- Task goal
Transcribe the lines from the start of the data below through the line with "Query: green papaya", word for word and nothing more.

[Saved entries]
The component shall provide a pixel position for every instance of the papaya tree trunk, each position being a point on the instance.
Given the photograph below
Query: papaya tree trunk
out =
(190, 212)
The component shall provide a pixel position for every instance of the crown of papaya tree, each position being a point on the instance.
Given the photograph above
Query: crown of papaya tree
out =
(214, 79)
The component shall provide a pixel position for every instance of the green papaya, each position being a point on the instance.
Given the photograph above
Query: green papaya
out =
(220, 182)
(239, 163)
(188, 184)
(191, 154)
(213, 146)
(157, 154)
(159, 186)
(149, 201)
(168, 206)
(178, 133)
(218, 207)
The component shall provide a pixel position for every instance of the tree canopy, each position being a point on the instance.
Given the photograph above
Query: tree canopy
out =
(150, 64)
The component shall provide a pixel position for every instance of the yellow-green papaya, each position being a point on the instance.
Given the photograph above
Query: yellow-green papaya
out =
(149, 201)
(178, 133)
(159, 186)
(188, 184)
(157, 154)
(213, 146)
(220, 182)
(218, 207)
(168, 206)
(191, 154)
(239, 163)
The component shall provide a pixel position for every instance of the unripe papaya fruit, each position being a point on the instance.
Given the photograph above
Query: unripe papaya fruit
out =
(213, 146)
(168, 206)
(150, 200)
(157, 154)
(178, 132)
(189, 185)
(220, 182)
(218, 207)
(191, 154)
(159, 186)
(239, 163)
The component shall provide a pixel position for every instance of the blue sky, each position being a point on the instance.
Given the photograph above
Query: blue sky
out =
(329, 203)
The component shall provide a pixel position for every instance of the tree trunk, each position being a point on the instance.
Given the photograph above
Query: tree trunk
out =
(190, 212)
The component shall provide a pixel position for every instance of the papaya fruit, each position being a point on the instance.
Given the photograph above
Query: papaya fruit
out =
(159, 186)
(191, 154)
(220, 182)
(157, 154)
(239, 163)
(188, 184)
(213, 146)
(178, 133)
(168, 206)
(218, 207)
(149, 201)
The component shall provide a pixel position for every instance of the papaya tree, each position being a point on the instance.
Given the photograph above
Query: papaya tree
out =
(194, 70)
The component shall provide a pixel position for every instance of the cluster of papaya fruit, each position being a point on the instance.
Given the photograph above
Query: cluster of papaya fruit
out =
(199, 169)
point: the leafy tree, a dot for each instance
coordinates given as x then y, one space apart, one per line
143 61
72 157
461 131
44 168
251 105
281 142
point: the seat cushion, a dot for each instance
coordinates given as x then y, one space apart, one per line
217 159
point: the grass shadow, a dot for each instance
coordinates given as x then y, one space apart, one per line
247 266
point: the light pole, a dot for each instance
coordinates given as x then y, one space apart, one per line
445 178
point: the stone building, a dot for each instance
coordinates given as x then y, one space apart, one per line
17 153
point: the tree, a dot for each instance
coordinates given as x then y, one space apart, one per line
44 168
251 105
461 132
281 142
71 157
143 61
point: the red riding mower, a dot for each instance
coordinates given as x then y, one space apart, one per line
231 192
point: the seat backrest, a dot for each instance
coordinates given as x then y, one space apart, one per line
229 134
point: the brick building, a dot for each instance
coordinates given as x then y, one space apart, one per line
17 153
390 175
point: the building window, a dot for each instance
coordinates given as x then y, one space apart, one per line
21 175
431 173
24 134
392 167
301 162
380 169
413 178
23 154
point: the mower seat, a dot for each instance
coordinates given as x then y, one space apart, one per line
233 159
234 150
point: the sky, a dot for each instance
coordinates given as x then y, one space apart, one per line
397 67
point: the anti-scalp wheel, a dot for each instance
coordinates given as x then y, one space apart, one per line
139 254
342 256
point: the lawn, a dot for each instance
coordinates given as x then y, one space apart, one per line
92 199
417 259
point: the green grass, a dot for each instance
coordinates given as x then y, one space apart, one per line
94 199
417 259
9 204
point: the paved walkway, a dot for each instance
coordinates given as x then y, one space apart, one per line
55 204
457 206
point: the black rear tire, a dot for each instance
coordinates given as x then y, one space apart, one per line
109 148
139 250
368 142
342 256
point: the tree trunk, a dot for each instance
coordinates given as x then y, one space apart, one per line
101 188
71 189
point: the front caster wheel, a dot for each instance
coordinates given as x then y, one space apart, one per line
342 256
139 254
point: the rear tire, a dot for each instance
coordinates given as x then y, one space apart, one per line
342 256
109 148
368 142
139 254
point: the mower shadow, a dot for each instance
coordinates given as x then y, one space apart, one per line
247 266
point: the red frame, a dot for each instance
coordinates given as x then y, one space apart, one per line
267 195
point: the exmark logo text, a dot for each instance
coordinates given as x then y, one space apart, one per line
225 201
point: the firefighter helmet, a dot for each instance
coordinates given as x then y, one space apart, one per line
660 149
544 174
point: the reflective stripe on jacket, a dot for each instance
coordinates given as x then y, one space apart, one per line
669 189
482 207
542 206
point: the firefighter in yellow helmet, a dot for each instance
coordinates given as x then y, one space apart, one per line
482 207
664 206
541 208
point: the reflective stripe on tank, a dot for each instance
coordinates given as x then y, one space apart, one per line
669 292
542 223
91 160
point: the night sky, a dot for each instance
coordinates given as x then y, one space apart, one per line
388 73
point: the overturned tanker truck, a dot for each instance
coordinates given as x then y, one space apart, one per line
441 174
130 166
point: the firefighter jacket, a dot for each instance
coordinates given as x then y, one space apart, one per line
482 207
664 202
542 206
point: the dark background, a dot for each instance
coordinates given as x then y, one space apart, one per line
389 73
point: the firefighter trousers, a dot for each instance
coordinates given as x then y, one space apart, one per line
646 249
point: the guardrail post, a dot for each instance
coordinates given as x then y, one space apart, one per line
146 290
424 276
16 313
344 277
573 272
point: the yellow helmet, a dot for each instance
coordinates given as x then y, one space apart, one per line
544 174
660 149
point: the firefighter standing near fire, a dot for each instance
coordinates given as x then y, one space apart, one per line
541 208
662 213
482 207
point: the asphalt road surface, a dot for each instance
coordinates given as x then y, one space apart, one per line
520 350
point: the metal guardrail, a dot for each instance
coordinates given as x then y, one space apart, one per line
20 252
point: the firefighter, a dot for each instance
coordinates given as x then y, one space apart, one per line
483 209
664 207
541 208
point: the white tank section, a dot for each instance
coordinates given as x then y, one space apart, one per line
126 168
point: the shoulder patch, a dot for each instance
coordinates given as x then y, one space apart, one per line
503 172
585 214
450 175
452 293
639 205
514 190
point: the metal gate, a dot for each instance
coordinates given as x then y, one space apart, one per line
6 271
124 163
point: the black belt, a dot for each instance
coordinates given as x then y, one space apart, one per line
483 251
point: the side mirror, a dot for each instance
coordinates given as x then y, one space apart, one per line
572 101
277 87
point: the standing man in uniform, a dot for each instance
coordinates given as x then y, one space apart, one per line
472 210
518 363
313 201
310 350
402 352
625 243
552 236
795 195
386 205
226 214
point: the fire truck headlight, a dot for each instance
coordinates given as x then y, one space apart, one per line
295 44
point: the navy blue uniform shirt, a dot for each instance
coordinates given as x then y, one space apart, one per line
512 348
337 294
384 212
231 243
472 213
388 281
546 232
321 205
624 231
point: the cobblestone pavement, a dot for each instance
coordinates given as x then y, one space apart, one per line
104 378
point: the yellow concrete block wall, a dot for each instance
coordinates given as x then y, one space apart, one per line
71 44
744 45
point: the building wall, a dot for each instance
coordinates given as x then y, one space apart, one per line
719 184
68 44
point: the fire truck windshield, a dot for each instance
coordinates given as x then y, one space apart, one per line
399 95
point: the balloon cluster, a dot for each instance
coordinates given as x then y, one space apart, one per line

- Exercise output
The component shall provide a pixel position for every instance of the papaya tree trunk, each position being a point on the instance.
Given the photograph below
Query: papaya tree trunk
out =
(190, 212)
The component shall provide a pixel position for every instance of the crown of papaya tree, each position being a point on the instance.
Given the photograph above
Query: crown of papaya tree
out =
(214, 79)
The component shall provide a pixel position for every instance of the green papaya, each position being a point on the instance.
Given the photograph above
Query: green papaya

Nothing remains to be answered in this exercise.